Cuando era niña, era común en las fiestas de cumpleaños jugar la ronda ‘Juguemos en el bosque’. El punto era cantar varias veces “juguemos en el bosque mientras el lobo no está” hasta que el lobo llegara y todos salían a correr. Después de cada cantada, la persona que hacía de lobo, que usualmente era el recreacionista adulto, iba demorando el juego diciendo que hasta ahora se estaba despertando, después vistiendo, después peinando, y así por un periodo largo. En esa época, la paciencia, en especial para las niñas, era una virtud. Aprender a quedarse quieto y a aburrirse era común. El juego podía volverse eterno.
Recordé la ronda esta semana al ver un nuevo titular sobre el Metro de Bogotá. Los vagones pasaron de estar en altamar, llegar a Cartagena, después a Bosa y la próxima semana no sé dónde estarán. Por dos días fue noticia la historia del “barco carguero francés Everglade” que se trajo seis vagones, cada uno de casi 38 toneladas. Vi una foto del capitán “de la operación”, Alfonso Salas Trujillo, con una sonrisa, y otra del puerto de carga con los andamios gigantescos. Después, entonces, el patio taller del barrio El Recreo con las fechas “posibles”, “previstas”, “estimadas” para su funcionamiento.
La ronda de “El metro es una realidad” se empezó a jugar en el 2022 cuando la entonces alcaldesa Claudia López presentó un prototipo de vagón en el Parque de los Niños y las Niñas. La esperanzada alcaldesa posó para unas fotos en el “Vagón Escuela” que le enseñaría a los usuarios a usar bien este transporte, lo que sea que eso signifique. Después de eso hubo mil anuncios más en el que los recreacionistas adultos nos siguieron entreteniendo con la idea de un transporte que lleva más de un siglo en las ciudades desarrolladas y en las no tan desarrolladas. Destaco, además del vagón escuela, los famosos pilares que publicó Galán en redes en los que una cámara nos mostraba las columnas paradas con música triunfante.

* * * * * * * * *

_Tareas por realizar_.
1. Según el texto sobre el Metro de Bogotá, ¿cuántos vagones trajo el barco carguero francés Everglade?
2. Duplica la parte del texto sobre el Metro de Bogotá que se abre con las palabras que contienen "Cuando era niña, era" y se cierra con "podía volverse eterno.".

Ítems del conjunto de datos guardado
* * * * * * * * *

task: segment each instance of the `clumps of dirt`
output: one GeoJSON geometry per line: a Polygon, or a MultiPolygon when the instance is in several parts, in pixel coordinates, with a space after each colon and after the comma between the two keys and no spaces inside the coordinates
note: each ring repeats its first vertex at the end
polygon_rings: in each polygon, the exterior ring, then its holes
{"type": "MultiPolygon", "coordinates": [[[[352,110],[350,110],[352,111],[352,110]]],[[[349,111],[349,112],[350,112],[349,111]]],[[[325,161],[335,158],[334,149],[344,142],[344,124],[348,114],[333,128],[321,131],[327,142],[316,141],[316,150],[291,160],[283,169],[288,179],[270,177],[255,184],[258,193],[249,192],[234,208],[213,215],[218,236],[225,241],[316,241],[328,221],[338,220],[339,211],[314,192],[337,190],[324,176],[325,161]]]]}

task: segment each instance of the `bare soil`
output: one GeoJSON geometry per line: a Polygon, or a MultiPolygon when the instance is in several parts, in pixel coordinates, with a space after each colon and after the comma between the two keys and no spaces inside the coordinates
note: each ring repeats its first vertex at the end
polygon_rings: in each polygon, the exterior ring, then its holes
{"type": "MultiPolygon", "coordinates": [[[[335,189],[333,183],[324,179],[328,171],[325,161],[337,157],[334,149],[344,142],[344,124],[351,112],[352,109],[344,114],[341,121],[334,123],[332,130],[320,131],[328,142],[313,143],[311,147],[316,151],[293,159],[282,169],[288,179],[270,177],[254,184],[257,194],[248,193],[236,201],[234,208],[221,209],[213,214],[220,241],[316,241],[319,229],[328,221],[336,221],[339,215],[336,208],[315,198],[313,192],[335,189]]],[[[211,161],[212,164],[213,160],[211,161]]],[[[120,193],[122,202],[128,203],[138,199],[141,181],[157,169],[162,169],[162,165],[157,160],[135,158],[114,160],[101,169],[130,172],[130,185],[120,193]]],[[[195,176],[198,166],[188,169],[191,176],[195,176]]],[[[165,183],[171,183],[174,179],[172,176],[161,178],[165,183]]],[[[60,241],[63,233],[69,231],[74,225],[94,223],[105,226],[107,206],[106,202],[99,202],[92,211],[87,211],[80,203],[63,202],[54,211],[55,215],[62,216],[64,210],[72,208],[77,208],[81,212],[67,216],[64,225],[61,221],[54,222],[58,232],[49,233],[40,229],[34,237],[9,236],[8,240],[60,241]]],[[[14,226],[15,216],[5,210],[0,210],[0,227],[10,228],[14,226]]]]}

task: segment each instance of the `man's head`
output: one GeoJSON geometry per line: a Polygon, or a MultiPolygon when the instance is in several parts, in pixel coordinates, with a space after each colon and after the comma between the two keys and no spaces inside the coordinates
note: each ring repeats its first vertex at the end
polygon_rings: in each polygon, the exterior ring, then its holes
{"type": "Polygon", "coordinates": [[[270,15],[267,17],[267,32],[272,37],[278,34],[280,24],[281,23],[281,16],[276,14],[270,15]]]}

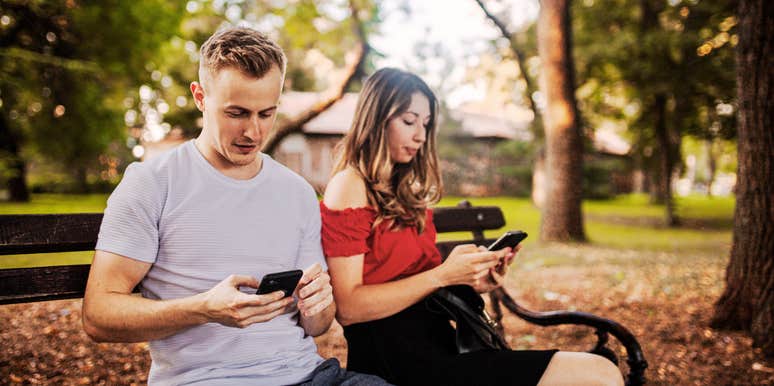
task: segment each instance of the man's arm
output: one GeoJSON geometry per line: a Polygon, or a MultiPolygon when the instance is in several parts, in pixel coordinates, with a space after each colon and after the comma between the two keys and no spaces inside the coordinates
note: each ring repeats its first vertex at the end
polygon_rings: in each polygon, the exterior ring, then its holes
{"type": "Polygon", "coordinates": [[[257,288],[250,276],[231,275],[207,292],[152,300],[132,295],[151,264],[98,250],[83,297],[83,328],[100,342],[143,342],[165,338],[209,322],[247,327],[280,315],[292,299],[283,292],[248,295],[239,286],[257,288]]]}
{"type": "Polygon", "coordinates": [[[304,271],[298,285],[299,323],[307,335],[319,336],[330,328],[336,316],[330,276],[319,263],[304,271]]]}

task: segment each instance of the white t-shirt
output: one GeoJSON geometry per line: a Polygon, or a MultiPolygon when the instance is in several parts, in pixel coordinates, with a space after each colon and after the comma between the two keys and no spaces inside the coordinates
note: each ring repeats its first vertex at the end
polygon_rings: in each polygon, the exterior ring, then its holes
{"type": "MultiPolygon", "coordinates": [[[[312,187],[265,154],[249,180],[218,172],[193,141],[129,165],[108,199],[96,249],[152,263],[142,295],[202,293],[231,274],[326,268],[312,187]]],[[[149,384],[281,385],[322,362],[297,312],[240,329],[200,325],[150,342],[149,384]]]]}

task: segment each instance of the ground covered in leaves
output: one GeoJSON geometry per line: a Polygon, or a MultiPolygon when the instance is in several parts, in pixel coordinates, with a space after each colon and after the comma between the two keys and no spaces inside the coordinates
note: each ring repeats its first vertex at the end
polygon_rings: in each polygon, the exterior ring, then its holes
{"type": "MultiPolygon", "coordinates": [[[[774,361],[753,349],[748,337],[708,327],[723,288],[724,243],[668,252],[530,245],[507,288],[533,310],[586,311],[622,323],[643,347],[649,385],[774,385],[774,361]]],[[[147,345],[90,341],[80,311],[80,300],[0,306],[0,384],[146,383],[147,345]]],[[[594,343],[583,328],[541,328],[508,314],[504,324],[517,349],[584,350],[594,343]]],[[[322,356],[346,359],[338,325],[317,342],[322,356]]],[[[612,347],[625,355],[619,345],[612,347]]]]}

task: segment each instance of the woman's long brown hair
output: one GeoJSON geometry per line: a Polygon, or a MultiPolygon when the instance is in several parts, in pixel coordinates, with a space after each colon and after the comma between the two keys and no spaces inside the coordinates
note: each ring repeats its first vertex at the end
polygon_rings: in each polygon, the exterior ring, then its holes
{"type": "Polygon", "coordinates": [[[333,173],[354,168],[366,183],[368,204],[378,210],[374,225],[390,221],[392,227],[425,229],[426,209],[441,197],[441,176],[435,148],[438,100],[418,76],[383,68],[363,84],[352,127],[339,144],[333,173]],[[425,143],[406,164],[394,164],[388,150],[387,125],[403,114],[415,93],[430,102],[425,143]]]}

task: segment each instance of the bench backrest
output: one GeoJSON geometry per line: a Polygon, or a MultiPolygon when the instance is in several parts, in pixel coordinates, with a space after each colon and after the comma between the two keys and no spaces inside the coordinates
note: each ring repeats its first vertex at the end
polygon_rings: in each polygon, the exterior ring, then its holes
{"type": "MultiPolygon", "coordinates": [[[[491,242],[483,231],[505,225],[500,208],[467,202],[435,208],[433,218],[439,233],[472,232],[471,239],[437,243],[444,257],[458,244],[491,242]]],[[[101,223],[102,213],[0,215],[0,255],[90,251],[101,223]]],[[[79,298],[88,275],[88,264],[0,269],[0,304],[79,298]]]]}

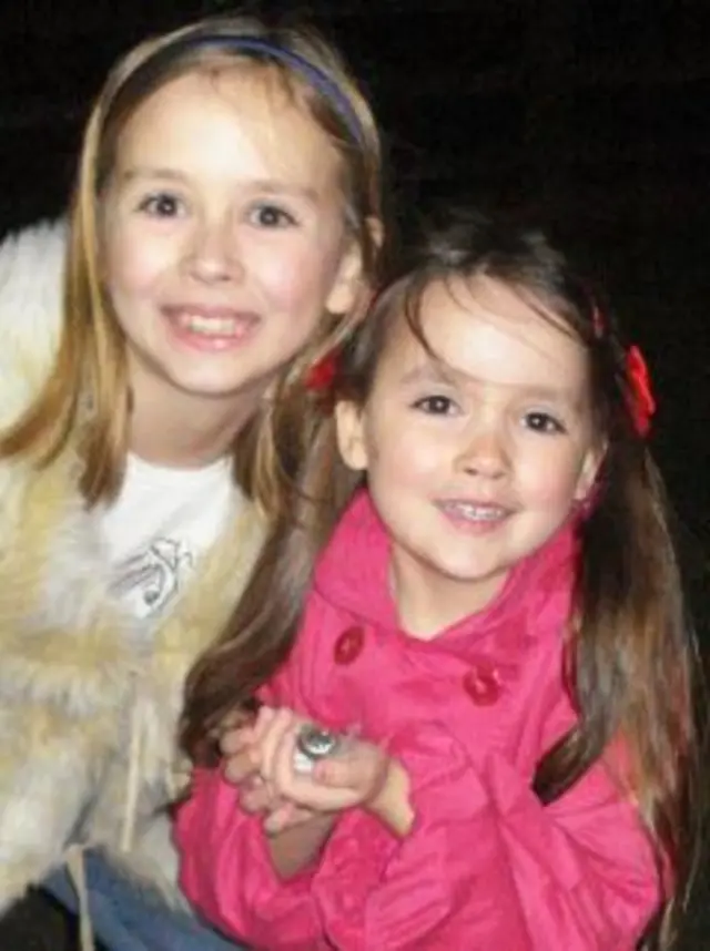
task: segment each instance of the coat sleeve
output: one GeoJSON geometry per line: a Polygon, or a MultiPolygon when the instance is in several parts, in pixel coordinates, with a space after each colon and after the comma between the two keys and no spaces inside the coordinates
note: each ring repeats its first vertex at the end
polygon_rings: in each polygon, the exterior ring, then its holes
{"type": "Polygon", "coordinates": [[[219,769],[197,770],[175,818],[180,886],[226,934],[273,951],[314,951],[322,928],[310,898],[315,869],[278,878],[258,817],[239,807],[239,791],[219,769]],[[274,935],[277,935],[276,938],[274,935]]]}
{"type": "Polygon", "coordinates": [[[415,825],[394,848],[357,811],[335,830],[312,888],[333,947],[632,951],[659,884],[606,768],[545,807],[503,757],[474,764],[443,726],[412,726],[390,749],[415,825]]]}
{"type": "Polygon", "coordinates": [[[236,792],[203,776],[178,822],[189,898],[227,933],[284,951],[636,947],[659,900],[656,866],[604,767],[545,807],[504,758],[475,765],[439,725],[390,749],[412,780],[410,834],[396,840],[353,810],[288,882],[236,792]]]}

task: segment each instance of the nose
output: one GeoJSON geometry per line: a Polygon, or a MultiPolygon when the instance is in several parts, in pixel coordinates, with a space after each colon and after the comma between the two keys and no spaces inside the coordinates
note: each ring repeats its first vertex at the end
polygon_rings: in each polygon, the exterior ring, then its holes
{"type": "Polygon", "coordinates": [[[464,434],[457,458],[459,471],[486,479],[501,479],[509,464],[505,433],[498,427],[479,425],[464,434]]]}
{"type": "Polygon", "coordinates": [[[237,237],[229,218],[205,218],[195,225],[185,265],[190,275],[203,284],[222,284],[241,275],[237,237]]]}

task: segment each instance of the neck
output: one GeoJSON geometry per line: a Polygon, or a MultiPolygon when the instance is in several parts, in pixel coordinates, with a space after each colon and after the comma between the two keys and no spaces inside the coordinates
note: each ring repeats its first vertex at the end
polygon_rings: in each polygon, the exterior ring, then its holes
{"type": "Polygon", "coordinates": [[[484,611],[501,591],[507,574],[478,581],[438,574],[428,565],[393,551],[392,584],[399,624],[420,641],[484,611]]]}
{"type": "Polygon", "coordinates": [[[231,452],[256,411],[262,388],[221,397],[194,396],[146,377],[132,378],[129,448],[155,466],[200,468],[231,452]]]}

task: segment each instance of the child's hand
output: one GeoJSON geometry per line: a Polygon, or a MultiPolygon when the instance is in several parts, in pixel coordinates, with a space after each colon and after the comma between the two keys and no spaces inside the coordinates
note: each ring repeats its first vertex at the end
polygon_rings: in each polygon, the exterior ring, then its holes
{"type": "Polygon", "coordinates": [[[294,769],[294,756],[298,733],[308,722],[286,708],[272,713],[260,739],[260,771],[278,797],[313,812],[367,808],[376,801],[390,765],[379,747],[347,738],[341,750],[304,775],[294,769]]]}
{"type": "Polygon", "coordinates": [[[274,709],[262,706],[247,725],[243,720],[230,724],[220,737],[224,776],[239,787],[240,805],[245,812],[264,815],[264,827],[270,834],[293,828],[314,816],[311,809],[278,796],[273,785],[262,776],[263,739],[274,715],[274,709]]]}

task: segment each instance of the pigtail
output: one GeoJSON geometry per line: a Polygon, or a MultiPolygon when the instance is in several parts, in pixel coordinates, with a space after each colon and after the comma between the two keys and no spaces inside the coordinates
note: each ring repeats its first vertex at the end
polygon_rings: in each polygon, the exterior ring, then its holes
{"type": "Polygon", "coordinates": [[[187,677],[181,745],[195,761],[211,760],[210,737],[253,706],[288,656],[316,560],[357,483],[337,452],[331,400],[303,386],[280,395],[244,439],[254,453],[248,488],[268,505],[271,528],[223,633],[187,677]]]}

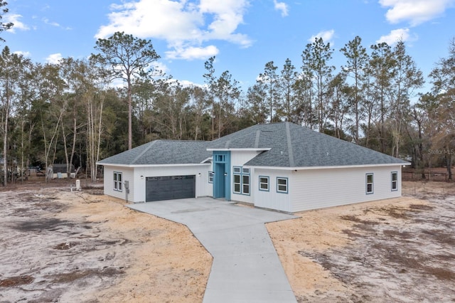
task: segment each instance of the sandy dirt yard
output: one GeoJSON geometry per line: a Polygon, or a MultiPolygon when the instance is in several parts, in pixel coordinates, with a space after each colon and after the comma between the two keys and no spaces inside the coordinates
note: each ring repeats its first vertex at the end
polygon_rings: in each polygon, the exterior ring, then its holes
{"type": "Polygon", "coordinates": [[[202,301],[212,257],[188,228],[69,188],[0,192],[0,302],[202,301]]]}
{"type": "MultiPolygon", "coordinates": [[[[212,257],[185,226],[49,185],[0,191],[0,302],[202,301],[212,257]]],[[[298,302],[455,302],[455,186],[403,194],[267,225],[298,302]]]]}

* * * * * * * * *

_Soluciones del ejercicio_.
1. Trajo seis vagones.

2.
Cuando era niña, era común en las fiestas de cumpleaños jugar la ronda ‘Juguemos en el bosque’. El punto era cantar varias veces “juguemos en el bosque mientras el lobo no está” hasta que el lobo llegara y todos salían a correr. Después de cada cantada, la persona que hacía de lobo, que usualmente era el recreacionista adulto, iba demorando el juego diciendo que hasta ahora se estaba despertando, después vistiendo, después peinando, y así por un periodo largo. En esa época, la paciencia, en especial para las niñas, era una virtud. Aprender a quedarse quieto y a aburrirse era común. El juego podía volverse eterno.